§ **Goal of the exercise**
Please print the records below exactly as they are.

.....

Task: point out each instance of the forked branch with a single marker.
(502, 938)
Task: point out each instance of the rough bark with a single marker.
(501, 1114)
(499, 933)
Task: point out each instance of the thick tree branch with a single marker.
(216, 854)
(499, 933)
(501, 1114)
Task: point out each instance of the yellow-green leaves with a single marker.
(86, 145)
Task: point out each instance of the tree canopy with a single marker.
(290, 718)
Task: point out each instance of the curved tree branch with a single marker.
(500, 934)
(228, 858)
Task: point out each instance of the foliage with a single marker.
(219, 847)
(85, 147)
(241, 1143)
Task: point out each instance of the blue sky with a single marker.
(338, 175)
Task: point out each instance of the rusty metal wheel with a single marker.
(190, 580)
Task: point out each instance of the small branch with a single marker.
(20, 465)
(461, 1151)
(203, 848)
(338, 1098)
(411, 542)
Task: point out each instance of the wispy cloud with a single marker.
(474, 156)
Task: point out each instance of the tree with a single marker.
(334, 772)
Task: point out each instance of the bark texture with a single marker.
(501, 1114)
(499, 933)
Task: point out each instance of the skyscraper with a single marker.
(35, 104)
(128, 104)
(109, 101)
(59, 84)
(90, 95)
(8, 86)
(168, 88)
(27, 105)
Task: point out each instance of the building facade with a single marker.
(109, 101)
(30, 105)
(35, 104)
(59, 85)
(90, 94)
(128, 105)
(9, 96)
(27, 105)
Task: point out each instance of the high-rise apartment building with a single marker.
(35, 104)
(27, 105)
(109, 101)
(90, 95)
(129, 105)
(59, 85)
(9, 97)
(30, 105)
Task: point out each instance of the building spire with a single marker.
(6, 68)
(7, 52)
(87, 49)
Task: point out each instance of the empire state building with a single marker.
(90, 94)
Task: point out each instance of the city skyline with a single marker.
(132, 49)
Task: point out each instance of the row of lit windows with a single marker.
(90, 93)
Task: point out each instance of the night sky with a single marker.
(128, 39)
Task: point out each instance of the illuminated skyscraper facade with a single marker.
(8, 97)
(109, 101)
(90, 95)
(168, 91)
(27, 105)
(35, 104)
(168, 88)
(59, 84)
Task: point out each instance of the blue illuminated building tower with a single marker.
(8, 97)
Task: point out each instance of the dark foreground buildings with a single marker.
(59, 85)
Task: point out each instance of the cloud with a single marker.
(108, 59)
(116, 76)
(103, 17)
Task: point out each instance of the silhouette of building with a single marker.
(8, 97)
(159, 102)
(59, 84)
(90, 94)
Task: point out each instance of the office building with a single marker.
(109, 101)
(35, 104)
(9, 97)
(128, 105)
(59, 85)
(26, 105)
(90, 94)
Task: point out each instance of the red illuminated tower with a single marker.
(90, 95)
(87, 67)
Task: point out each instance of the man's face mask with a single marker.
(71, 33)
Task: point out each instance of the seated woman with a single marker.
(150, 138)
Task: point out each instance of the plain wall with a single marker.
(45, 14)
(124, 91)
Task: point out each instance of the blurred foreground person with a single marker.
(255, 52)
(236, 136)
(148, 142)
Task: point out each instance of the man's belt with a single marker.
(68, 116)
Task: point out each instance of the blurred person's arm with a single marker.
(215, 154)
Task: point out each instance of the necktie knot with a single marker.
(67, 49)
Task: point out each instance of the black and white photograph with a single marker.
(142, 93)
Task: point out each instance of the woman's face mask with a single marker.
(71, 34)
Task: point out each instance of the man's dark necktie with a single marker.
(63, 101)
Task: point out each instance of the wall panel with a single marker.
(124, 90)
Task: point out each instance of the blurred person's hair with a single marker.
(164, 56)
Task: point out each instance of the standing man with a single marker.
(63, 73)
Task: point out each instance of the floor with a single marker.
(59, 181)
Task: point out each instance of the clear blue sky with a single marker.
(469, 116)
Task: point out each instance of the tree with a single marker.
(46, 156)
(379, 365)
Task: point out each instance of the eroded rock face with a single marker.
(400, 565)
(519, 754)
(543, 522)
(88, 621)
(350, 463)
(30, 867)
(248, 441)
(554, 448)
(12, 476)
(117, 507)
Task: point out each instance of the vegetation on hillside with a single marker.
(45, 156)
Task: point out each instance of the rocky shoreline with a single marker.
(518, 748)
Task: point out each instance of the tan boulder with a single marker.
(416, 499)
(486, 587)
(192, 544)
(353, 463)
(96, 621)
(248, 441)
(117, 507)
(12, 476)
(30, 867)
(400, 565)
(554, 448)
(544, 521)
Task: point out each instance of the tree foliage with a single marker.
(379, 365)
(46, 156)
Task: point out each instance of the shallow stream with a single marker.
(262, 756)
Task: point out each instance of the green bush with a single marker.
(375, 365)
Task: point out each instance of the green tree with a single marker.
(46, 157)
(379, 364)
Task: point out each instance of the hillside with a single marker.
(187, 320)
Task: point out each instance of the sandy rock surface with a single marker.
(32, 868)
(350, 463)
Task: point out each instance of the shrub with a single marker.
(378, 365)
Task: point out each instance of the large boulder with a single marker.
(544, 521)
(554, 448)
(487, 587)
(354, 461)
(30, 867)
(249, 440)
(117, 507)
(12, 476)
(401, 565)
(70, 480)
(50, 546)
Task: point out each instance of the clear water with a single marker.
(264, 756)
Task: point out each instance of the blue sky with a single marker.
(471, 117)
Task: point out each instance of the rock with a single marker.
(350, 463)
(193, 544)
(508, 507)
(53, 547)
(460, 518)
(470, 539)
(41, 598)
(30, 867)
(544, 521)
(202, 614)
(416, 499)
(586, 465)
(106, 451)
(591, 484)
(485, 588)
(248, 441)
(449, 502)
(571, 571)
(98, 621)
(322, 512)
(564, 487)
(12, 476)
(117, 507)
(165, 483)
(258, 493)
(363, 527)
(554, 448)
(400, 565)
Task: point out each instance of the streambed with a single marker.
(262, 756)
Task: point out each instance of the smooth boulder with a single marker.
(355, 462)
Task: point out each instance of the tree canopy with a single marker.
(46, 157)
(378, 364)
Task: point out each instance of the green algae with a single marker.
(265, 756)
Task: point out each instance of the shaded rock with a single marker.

.....

§ **Task response**
Task: point out each instance of the forked branch with a single marker.
(502, 938)
Task: point out each instance of the rough bark with a single marker.
(501, 1114)
(499, 933)
Task: point out each instance of the thick tree branch with a single marker.
(216, 854)
(499, 933)
(501, 1114)
Task: point out each instance of the yellow-green leaves with a single marker.
(86, 145)
Task: point out each instance of the tree canopy with a single marker.
(290, 718)
Task: point out each instance of the curved tree branch with a single marker.
(500, 934)
(228, 858)
Task: point out each instance of the foliage with a single marker.
(219, 847)
(85, 147)
(241, 1143)
Task: point out each instance of the blue sky with a single marker.
(338, 175)
Task: point out each instance of the rusty metal wheel with a single marker.
(190, 580)
Task: point out each instance of the small branch with a single marker.
(20, 465)
(461, 1151)
(203, 848)
(338, 1098)
(411, 542)
Task: point out each instance of the wispy cloud with a single marker.
(474, 156)
Task: point out each instance of the tree with a single marker.
(334, 772)
Task: point out each instance of the bark texture with a single marker.
(501, 1114)
(499, 933)
Task: point out each instance of the skyscraper with a single marker.
(35, 104)
(128, 104)
(109, 101)
(59, 84)
(90, 95)
(8, 86)
(168, 88)
(27, 105)
Task: point out each instance of the building facade with a single marker.
(109, 101)
(30, 105)
(35, 104)
(59, 85)
(90, 94)
(128, 105)
(9, 96)
(27, 105)
Task: point out each instance of the high-rise apartment building with a single marker.
(35, 104)
(27, 105)
(109, 101)
(90, 95)
(129, 105)
(59, 85)
(9, 97)
(30, 105)
Task: point out each instance of the building spire with a single marker.
(6, 68)
(7, 52)
(87, 49)
Task: point out each instance of the empire state building with a single marker.
(90, 94)
Task: point out each instance of the city skyline with a single marker.
(132, 49)
Task: point out each instance of the row of lit windows with a single marker.
(90, 93)
Task: point out each instance of the night sky with a single marker.
(128, 39)
Task: point out each instance of the illuminated skyscraper facade with a single marker.
(8, 97)
(109, 101)
(90, 95)
(168, 91)
(27, 105)
(35, 104)
(168, 88)
(59, 84)
Task: point out each instance of the blue illuminated building tower with a single marker.
(8, 97)
Task: point out each instance of the dark foreground buildings with a single marker.
(59, 85)
Task: point out each instance of the cloud with a single marker.
(108, 59)
(116, 76)
(103, 17)
Task: point out each instance of the silhouette of building with a single marker.
(8, 97)
(159, 102)
(59, 84)
(90, 94)
Task: point out each instance of the office building with a single marker.
(109, 101)
(35, 104)
(9, 97)
(128, 105)
(59, 85)
(26, 105)
(90, 94)
Task: point out each instance of the red illuminated tower with a single marker.
(90, 95)
(87, 67)
Task: point out each instance of the man's face mask with a single marker.
(71, 33)
Task: point out each instance of the seated woman with a single marker.
(150, 138)
Task: point out each instance of the plain wall with a single marker.
(45, 14)
(124, 91)
Task: point out each instance of the blurred foreground person with a single marker.
(255, 52)
(236, 136)
(148, 142)
Task: point out each instance of the man's belt with a single marker.
(68, 116)
Task: point out each instance of the blurred person's arm with a single marker.
(215, 154)
Task: point out each instance of the necktie knot with a single marker.
(67, 49)
Task: point out each instance of the black and white photograph with a single marker.
(142, 93)
Task: point out each instance of the woman's face mask with a single marker.
(71, 34)
Task: point out each instance of the man's dark necktie with a single marker.
(63, 101)
Task: point out each instance of the wall panel with a single marker.
(124, 90)
Task: point out each instance of the blurred person's hair with a single marker.
(164, 56)
Task: point out each instance of the standing man with a single marker.
(63, 73)
Task: point out each instance of the floor with a single marker.
(59, 181)
Task: point out each instance of the clear blue sky with a single marker.
(469, 116)
Task: point out each instance of the tree with a single marker.
(46, 156)
(379, 365)
Task: point out each instance of the eroded rock face with a single marker.
(400, 565)
(519, 754)
(543, 522)
(88, 621)
(350, 463)
(30, 867)
(248, 441)
(554, 448)
(12, 476)
(117, 507)
Task: point out each instance of the vegetation on hillside with a single marker.
(45, 156)
Task: point out each instance of the rocky shoreline with a single marker.
(518, 748)
Task: point out each instance of the tan boulder with a single marker.
(416, 499)
(486, 587)
(192, 544)
(353, 463)
(96, 621)
(248, 441)
(117, 507)
(12, 476)
(30, 867)
(400, 565)
(554, 448)
(544, 521)
Task: point out each instance of the tree foliage with a single marker.
(379, 365)
(46, 156)
Task: point out each instance of the shallow stream with a single marker.
(262, 756)
Task: point out each instance of the green bush with a single marker.
(375, 365)
Task: point out each instance of the green tree with a single marker.
(46, 157)
(379, 364)
Task: point out each instance of the hillside with a single marker.
(187, 320)
Task: point out each instance of the sandy rock surface with a single marker.
(32, 868)
(350, 463)
Task: point out each instance of the shrub with a single marker.
(378, 365)
Task: point out each instance of the large boulder with a single marker.
(544, 521)
(554, 448)
(487, 587)
(354, 461)
(30, 867)
(249, 440)
(117, 507)
(12, 476)
(401, 565)
(70, 480)
(50, 546)
Task: point out each instance of the clear water with a single marker.
(264, 756)
Task: point out each instance of the blue sky with a single marker.
(471, 117)
Task: point out each instance of the rock with a single marker.
(350, 463)
(193, 544)
(508, 507)
(53, 547)
(460, 518)
(470, 539)
(41, 598)
(30, 867)
(544, 521)
(202, 614)
(416, 499)
(586, 465)
(106, 451)
(591, 484)
(485, 588)
(248, 441)
(449, 502)
(571, 571)
(98, 621)
(322, 512)
(564, 487)
(12, 476)
(117, 507)
(165, 483)
(258, 493)
(363, 527)
(554, 448)
(400, 565)
Task: point out each instance of the streambed with a single marker.
(262, 756)
Task: point out each instance of the smooth boulder with a single marker.
(355, 462)
Task: point out each instance of the tree canopy with a single marker.
(46, 157)
(378, 364)
Task: point out each instance of the green algae with a single marker.
(265, 756)
Task: point out each instance of the shaded rock with a single marker.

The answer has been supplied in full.